§ TASK DESCRIPTION
Reproduce, word for word, everything in the letter below from "We’re besieged with" down to "what was inside.".

*** TEXT Section Begins ***

Evolution, Big Brother, and the Day My Little Brother Turned the Universe Upside Down
Perry Signing Evolution 2.0 Books
Dear Planet Perry Member:
Right now - as in today - you can edit DNA as easily as a blog post. Sophomore biology students are re-arranging genes every day all over the globe.
Artificial Intelligence promises to usher in the next utopia... or will it unemploy all of us with self-driving cars and computers smarter than humans? The world is perched on the edge of chaos.
We’re besieged with uncertainty... yet at the same time we’re not allowed to admit we don’t know the answers. Experts claim to know, but every camp has wildly different views...and the camps don’t talk to each other.
We must find a way.
When I was five…
I desperately wanted to see the inside of my dad's transistor radio. Curiosity was making me crazy. I had to see how it worked, what was inside.
So I smashed his radio open with a hammer. Suddenly wires were hanging out of his radio. It was really cool looking - and permanently busted.
Dad was not too happy about that incident. But I still have warm memories of dad feeding my curiosity. My parents bought me erector sets and Legos and digital watches. Dad helped me build my first pair of speakers when I was 13. He was even pretty tolerant of my music, considering he hated rock & roll.
Dad was a pastor. He worked for an organization called Back To The Bible. Our lives revolved almost entirely around church.
When I was 12, my mom went bipolar, with mild schizophrenia. For a year and a half, our house was total bedlam, living with a mom who was mentally ill. Except we didn’t know she was mentally ill.
All we knew was, as soon as you walked in the front door you were marching into a war zone. I’d come home from school and find she’d tossed boxes of my stuff in the garbage.
She’d say embarrassing things to my friends. She insisted dad wasn’t really her husband. She said he was a man who looked just like Bob and she was sentenced to live with him until the ‘real’ Bob came back. When he came home from work she would hurl accusations at him.
My brother and sister and I would complain bitterly to him about how she was treating us. And then dad also started getting heat from his boss, the senior pastor, Mr. G, who didn’t like the fact that one of the pastors’ wives was “out of line.”
In the middle of all this, I got into a fist fight at school. Came home with two black eyes. Bad report cards. Complaints from teachers.
All the while Dad was casting about for solutions. Finally he stumbled onto a psychiatrist who correctly diagnosed Mom and put her on meds. The meds started to work immediately...

*** TEXT Section Ends ***
*** DATASET Section Begins ***

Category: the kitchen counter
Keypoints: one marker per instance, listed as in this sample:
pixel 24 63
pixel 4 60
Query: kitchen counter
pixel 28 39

*** DATASET Section Ends ***

§ TASK ANSWER
We’re besieged with uncertainty... yet at the same time we’re not allowed to admit we don’t know the answers. Experts claim to know, but every camp has wildly different views...and the camps don’t talk to each other.
We must find a way.
When I was five…
I desperately wanted to see the inside of my dad's transistor radio. Curiosity was making me crazy. I had to see how it worked, what was inside.